Resume the short biography of Mary Ann Bickerdyke below, carrying it on past its last sentence about the officers and physicians; the listing after it is not part of it.

__Extract provided__:
=====

Born in Knox County Ohio, July 19, 1817. Mary Ann Ball grew up in the houses of various relatives.
She attended Oberlin College and later studied nursing. In 1847 she married a widower, Robert Bickerdyke, who died in 1859.
Soon after the outbreak of the Civil War she volunteered to accompany and distribute a collection of supplies taken up for the relief of wounded soldiers at a makeshift army hospital in Illinois
On her arrival there she found conditions to be extremely unsanitary, and she set to work immediately at cleaning, cooking, and nursing. She became matron when a general hospital was organized there in November 1861.
Having scavenged supplies and equipment and established mobile laundries and kitchens, Bickerdyke had generally endeared herself to the wounded and sick, among whom she became known as "Mother" Bickerdyke. To incompetent officers and physicians she was brutal, succeeding in having several dismissed, and she retained her position largely through the influence of Grant, Sherman, and others who recognized the value of her services.

=====

__Record excerpts__:
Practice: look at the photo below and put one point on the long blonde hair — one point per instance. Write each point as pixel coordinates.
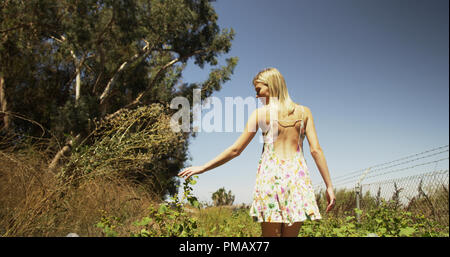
(277, 89)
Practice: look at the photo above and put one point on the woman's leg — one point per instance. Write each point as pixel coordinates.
(291, 231)
(271, 229)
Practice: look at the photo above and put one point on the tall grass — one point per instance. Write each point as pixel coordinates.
(36, 202)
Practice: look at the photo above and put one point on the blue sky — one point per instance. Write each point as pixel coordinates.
(374, 74)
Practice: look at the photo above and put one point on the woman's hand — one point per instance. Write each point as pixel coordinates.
(331, 199)
(190, 171)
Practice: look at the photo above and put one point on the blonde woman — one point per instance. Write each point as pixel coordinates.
(283, 195)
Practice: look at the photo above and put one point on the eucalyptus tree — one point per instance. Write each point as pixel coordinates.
(65, 63)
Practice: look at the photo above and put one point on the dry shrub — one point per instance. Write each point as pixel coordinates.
(35, 202)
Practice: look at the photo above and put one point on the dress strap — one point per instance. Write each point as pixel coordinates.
(300, 135)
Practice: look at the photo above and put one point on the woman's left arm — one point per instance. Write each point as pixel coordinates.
(231, 152)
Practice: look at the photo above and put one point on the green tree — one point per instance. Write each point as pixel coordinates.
(72, 64)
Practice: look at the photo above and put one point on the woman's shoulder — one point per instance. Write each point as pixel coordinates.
(306, 111)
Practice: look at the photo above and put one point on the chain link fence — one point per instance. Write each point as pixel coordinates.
(408, 189)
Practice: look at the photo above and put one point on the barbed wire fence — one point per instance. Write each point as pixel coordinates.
(417, 183)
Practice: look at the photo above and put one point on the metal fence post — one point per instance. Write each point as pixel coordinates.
(358, 191)
(358, 194)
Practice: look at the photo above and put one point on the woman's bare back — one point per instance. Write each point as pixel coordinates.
(285, 144)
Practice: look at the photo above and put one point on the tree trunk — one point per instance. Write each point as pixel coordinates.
(3, 105)
(63, 151)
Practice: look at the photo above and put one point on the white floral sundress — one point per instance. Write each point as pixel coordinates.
(283, 192)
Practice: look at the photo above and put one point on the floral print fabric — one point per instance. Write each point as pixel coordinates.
(283, 192)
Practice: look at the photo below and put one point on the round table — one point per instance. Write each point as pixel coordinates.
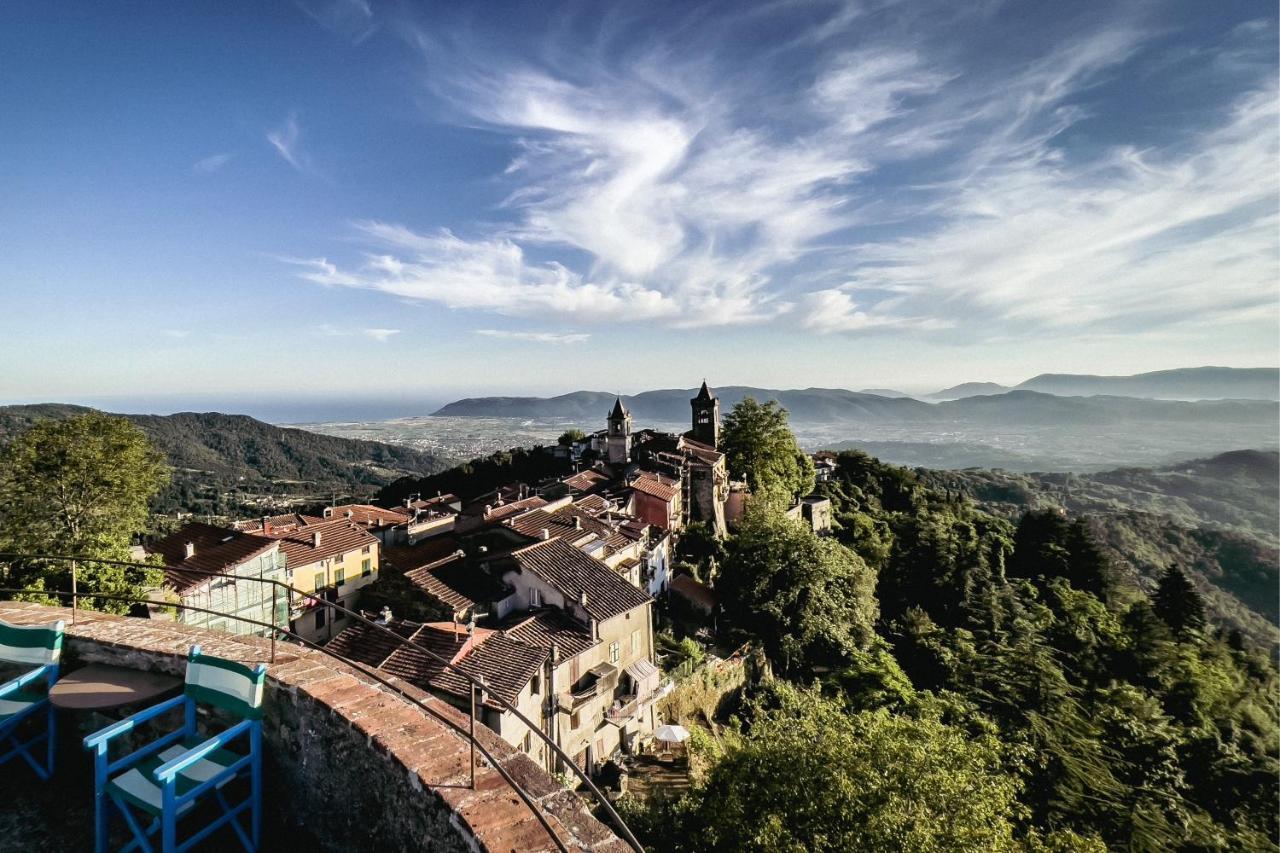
(99, 687)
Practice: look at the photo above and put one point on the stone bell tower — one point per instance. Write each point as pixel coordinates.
(705, 416)
(618, 441)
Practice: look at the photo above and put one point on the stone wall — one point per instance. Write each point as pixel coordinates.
(351, 763)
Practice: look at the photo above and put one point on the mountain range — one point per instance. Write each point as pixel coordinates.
(835, 405)
(214, 455)
(1183, 383)
(1216, 518)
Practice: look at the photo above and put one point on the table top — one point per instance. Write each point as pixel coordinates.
(100, 687)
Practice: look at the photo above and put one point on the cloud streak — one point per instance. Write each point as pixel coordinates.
(286, 141)
(891, 186)
(213, 163)
(380, 336)
(535, 337)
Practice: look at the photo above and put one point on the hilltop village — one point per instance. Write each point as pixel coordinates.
(544, 591)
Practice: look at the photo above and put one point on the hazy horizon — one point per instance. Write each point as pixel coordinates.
(333, 199)
(302, 409)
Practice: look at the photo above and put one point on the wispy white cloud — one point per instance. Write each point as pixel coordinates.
(352, 19)
(894, 187)
(1130, 241)
(213, 163)
(535, 337)
(380, 336)
(286, 141)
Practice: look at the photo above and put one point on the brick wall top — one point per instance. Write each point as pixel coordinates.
(430, 748)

=====

__Result__:
In 1876 she moved to San Francisco where she secured through Senator John A. Logan, another wartime patron, a position at the U.S. Mint. She also devoted considerable time to the Salvation Army and similar organizations. She worked tirelessly on behalf of veterans, making numerous trips to Washington to press pension claims, and was herself granted a pension of $25 a month by Congress in 1886.
She returned to Kansas in 1887 and died in Bunker Hill, Kansas, on November 8, 1901.